* [Stated exercise]:
Report every line in the records below that contains the word "find", copying each such line in full.

* [Source material]:

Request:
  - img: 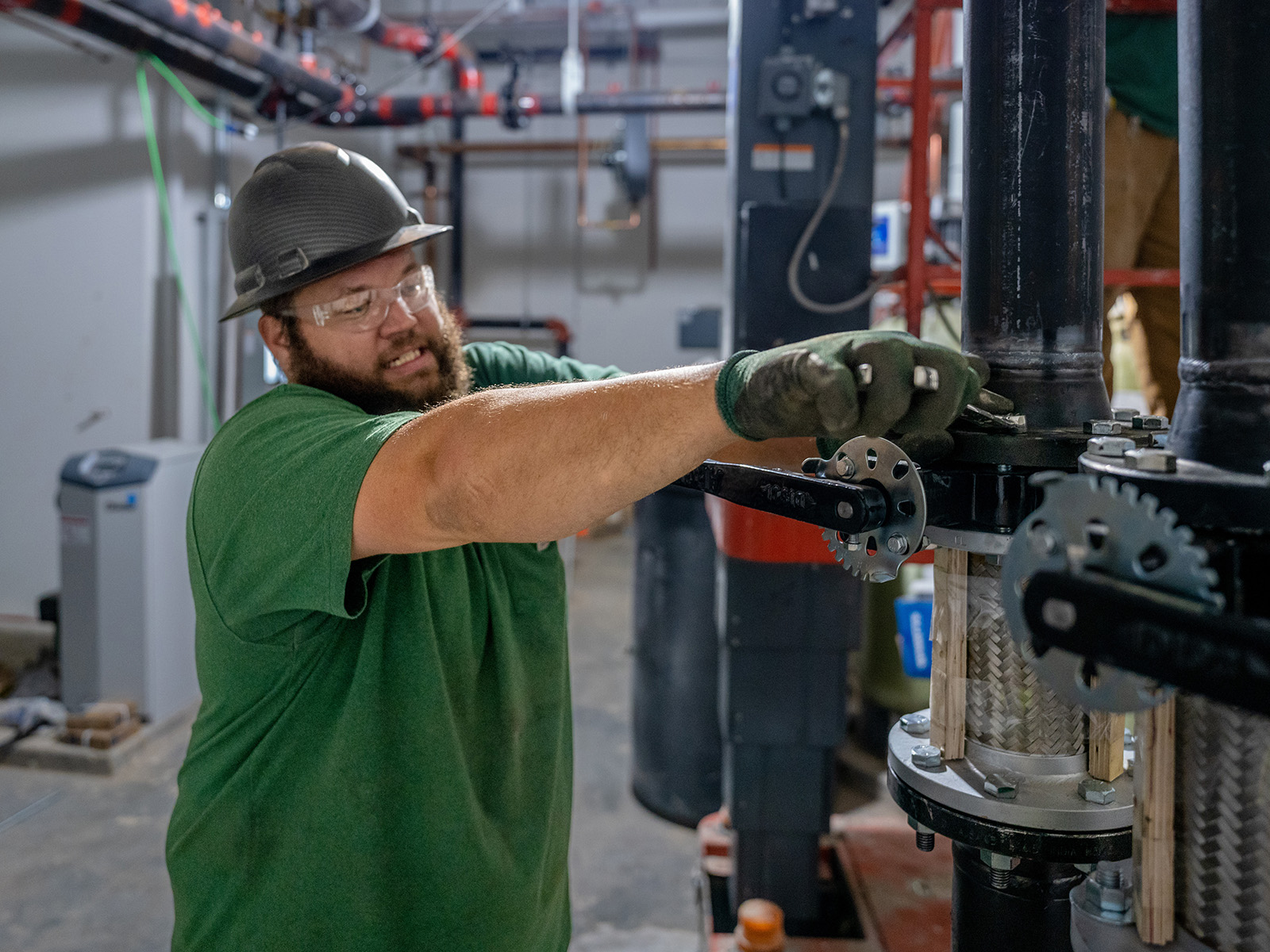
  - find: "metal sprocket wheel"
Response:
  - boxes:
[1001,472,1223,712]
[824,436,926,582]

...

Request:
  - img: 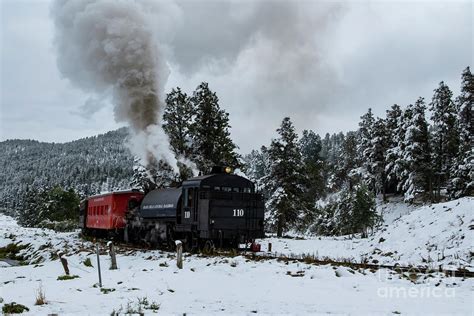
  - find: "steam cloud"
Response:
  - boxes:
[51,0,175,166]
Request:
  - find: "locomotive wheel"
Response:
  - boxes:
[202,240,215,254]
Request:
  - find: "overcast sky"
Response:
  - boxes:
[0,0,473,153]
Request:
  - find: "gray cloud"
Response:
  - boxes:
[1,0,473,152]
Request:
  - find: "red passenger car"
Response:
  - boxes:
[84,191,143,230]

* [Result of the task]:
  - find: "metal sprocket wheel"
  - find: "steam cloud"
  - find: "locomotive wheel"
  - find: "overcast sky"
  - find: "gray cloud"
  - find: "red passenger car"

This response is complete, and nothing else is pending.